_TASK STATEMENT_
Please quote the following data word for word, keeping every line in its original order.

_SOURCE MATERIAL_
§ §

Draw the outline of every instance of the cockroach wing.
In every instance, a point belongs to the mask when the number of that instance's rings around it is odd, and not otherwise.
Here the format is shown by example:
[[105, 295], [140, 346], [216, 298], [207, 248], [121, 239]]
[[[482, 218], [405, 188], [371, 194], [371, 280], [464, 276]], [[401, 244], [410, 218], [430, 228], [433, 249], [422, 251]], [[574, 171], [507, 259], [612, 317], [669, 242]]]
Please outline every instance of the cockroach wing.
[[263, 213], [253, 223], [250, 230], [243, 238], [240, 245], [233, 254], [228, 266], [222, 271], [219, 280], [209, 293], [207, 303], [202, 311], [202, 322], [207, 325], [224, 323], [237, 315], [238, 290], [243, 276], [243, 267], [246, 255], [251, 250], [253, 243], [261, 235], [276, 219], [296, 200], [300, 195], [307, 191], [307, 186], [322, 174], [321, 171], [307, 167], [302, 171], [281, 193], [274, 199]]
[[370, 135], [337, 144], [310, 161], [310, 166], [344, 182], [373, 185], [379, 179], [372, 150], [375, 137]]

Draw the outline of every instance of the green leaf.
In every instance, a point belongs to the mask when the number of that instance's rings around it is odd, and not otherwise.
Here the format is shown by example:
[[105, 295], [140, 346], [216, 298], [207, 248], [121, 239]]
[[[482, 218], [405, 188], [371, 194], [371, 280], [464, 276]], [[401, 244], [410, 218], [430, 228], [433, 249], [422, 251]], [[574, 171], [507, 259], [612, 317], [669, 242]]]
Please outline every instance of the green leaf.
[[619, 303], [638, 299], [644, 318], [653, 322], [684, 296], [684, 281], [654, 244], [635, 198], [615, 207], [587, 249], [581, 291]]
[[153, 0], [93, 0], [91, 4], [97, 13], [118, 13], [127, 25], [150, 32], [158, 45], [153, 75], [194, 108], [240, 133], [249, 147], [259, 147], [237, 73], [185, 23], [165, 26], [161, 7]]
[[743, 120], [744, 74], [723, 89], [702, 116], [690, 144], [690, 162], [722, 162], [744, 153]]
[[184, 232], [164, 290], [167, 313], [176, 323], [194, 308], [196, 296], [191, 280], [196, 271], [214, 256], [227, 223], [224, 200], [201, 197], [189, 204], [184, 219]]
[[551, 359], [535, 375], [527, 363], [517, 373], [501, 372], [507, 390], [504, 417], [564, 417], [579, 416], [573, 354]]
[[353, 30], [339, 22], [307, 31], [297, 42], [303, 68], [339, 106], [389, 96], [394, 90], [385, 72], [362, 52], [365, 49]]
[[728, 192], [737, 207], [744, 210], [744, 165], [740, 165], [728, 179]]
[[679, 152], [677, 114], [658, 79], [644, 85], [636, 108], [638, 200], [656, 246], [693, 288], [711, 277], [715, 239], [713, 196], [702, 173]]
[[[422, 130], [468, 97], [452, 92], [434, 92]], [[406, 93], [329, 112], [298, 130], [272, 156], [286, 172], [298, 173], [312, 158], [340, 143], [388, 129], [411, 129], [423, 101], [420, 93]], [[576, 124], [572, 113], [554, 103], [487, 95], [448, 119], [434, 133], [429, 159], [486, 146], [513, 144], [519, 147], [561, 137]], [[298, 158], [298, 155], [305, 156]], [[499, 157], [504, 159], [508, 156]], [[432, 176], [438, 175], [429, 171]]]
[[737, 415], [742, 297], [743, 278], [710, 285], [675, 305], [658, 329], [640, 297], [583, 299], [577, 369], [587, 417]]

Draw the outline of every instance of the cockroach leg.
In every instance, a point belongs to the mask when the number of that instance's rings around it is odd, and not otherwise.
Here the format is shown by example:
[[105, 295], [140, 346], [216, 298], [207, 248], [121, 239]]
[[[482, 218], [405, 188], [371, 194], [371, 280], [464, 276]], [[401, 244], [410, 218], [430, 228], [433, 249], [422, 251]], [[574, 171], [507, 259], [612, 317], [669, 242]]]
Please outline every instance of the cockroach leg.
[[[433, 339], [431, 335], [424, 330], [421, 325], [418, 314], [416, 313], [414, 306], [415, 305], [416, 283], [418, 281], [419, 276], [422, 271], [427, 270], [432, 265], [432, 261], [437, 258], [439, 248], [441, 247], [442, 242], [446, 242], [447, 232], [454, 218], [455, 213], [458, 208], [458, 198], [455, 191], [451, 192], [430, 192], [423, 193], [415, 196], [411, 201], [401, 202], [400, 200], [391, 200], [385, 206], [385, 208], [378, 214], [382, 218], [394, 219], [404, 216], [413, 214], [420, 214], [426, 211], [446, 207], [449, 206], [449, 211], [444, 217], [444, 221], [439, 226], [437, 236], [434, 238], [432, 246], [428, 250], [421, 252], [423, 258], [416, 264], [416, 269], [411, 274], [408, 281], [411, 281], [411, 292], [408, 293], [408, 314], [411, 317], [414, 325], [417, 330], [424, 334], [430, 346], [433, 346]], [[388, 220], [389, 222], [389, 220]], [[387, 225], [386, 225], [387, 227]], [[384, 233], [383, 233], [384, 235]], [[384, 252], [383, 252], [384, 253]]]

§ §

_TASK SOLUTION_
Draw the outline of every instance of the cockroach wing.
In every instance, a point belongs to the mask when the number of that instance's rings around it is odd, and not otherwise.
Here the format is shown by example:
[[105, 295], [140, 346], [216, 298], [207, 248], [121, 239]]
[[[482, 218], [405, 188], [371, 194], [371, 280], [464, 276]], [[401, 244], [410, 218], [430, 228], [433, 249], [422, 251]], [[574, 171], [507, 259], [612, 317], [669, 242]]]
Please outline every instance of the cockroach wing.
[[263, 213], [253, 223], [250, 230], [243, 238], [240, 245], [233, 254], [228, 266], [222, 271], [219, 280], [209, 293], [207, 303], [202, 311], [202, 322], [207, 325], [224, 323], [237, 315], [238, 290], [243, 276], [243, 267], [246, 255], [251, 250], [253, 243], [261, 235], [276, 219], [296, 200], [300, 195], [307, 191], [307, 186], [322, 174], [321, 171], [307, 167], [302, 171], [281, 193], [274, 199]]
[[370, 135], [337, 144], [310, 161], [310, 166], [344, 182], [373, 185], [379, 179], [372, 150], [375, 137]]

Draw the outline of every instance of the green leaf.
In every instance, a point belongs to the mask when the number of that instance's rings around it is odd, and not otherwise.
Here the format is shown by example:
[[105, 295], [140, 346], [216, 298], [207, 248], [121, 239]]
[[[482, 218], [405, 188], [371, 194], [371, 280], [464, 276]], [[401, 244], [410, 218], [430, 228], [433, 249], [422, 251]], [[574, 171], [507, 259], [612, 317], [669, 242]]]
Please outline every instance of the green leaf.
[[619, 303], [638, 299], [644, 318], [653, 322], [684, 296], [684, 281], [654, 244], [635, 198], [615, 207], [587, 249], [581, 291]]
[[153, 0], [93, 0], [91, 4], [97, 13], [118, 13], [127, 25], [150, 32], [158, 45], [153, 75], [194, 108], [240, 133], [249, 147], [259, 147], [237, 73], [185, 23], [165, 26], [161, 7]]
[[743, 120], [744, 74], [723, 89], [702, 116], [690, 144], [690, 162], [722, 162], [744, 153]]
[[184, 232], [164, 290], [167, 313], [176, 323], [194, 308], [196, 296], [191, 280], [196, 271], [214, 256], [227, 223], [224, 200], [201, 197], [189, 204], [184, 219]]
[[551, 359], [535, 375], [527, 363], [517, 373], [501, 372], [507, 390], [504, 417], [564, 417], [579, 416], [573, 354]]
[[353, 30], [339, 22], [307, 31], [297, 42], [303, 68], [339, 106], [389, 96], [394, 90], [385, 72], [362, 52], [365, 49]]
[[728, 192], [737, 207], [744, 210], [744, 165], [740, 165], [728, 179]]
[[679, 152], [677, 114], [658, 79], [644, 85], [636, 108], [638, 200], [656, 246], [693, 288], [711, 277], [715, 239], [713, 196], [702, 173]]
[[[422, 130], [468, 97], [452, 92], [434, 92]], [[406, 93], [329, 112], [298, 130], [272, 156], [286, 172], [298, 173], [312, 158], [340, 143], [388, 129], [411, 129], [423, 101], [420, 93]], [[576, 124], [572, 113], [554, 103], [487, 95], [448, 119], [434, 133], [429, 159], [486, 146], [513, 144], [519, 147], [561, 137]], [[298, 158], [298, 155], [305, 156]], [[499, 157], [504, 159], [508, 156]], [[432, 176], [438, 175], [429, 171]]]
[[737, 415], [742, 297], [743, 278], [710, 285], [675, 305], [658, 329], [640, 297], [583, 299], [577, 369], [587, 417]]

Draw the outline of every instance of the cockroach leg.
In every instance, a point belongs to the mask when the number of that instance's rings around it is odd, and not otherwise.
Here the format is shown by example:
[[105, 295], [140, 346], [216, 298], [207, 248], [121, 239]]
[[[482, 218], [405, 188], [371, 194], [371, 280], [464, 276]], [[401, 244], [410, 218], [430, 228], [433, 249], [422, 251]], [[574, 171], [507, 259], [612, 317], [669, 242]]]
Please outline every instance of the cockroach leg.
[[[433, 339], [431, 335], [424, 330], [421, 325], [418, 314], [416, 313], [414, 306], [415, 305], [416, 283], [418, 281], [419, 276], [422, 271], [427, 270], [432, 265], [432, 261], [437, 258], [439, 248], [441, 247], [442, 242], [446, 242], [447, 232], [454, 218], [455, 213], [458, 208], [458, 198], [455, 191], [451, 192], [430, 192], [423, 193], [415, 196], [411, 201], [401, 202], [400, 200], [391, 200], [385, 206], [385, 208], [378, 214], [382, 218], [394, 219], [404, 216], [413, 214], [420, 214], [426, 211], [446, 207], [449, 206], [449, 211], [444, 217], [444, 221], [439, 226], [437, 236], [434, 238], [432, 246], [428, 250], [421, 252], [423, 258], [416, 264], [416, 269], [411, 274], [408, 281], [411, 281], [411, 292], [408, 293], [408, 314], [411, 317], [414, 325], [417, 330], [424, 334], [430, 346], [433, 346]], [[388, 220], [389, 222], [389, 220]], [[387, 225], [386, 225], [387, 227]], [[384, 233], [383, 233], [384, 235]], [[384, 252], [383, 252], [384, 253]]]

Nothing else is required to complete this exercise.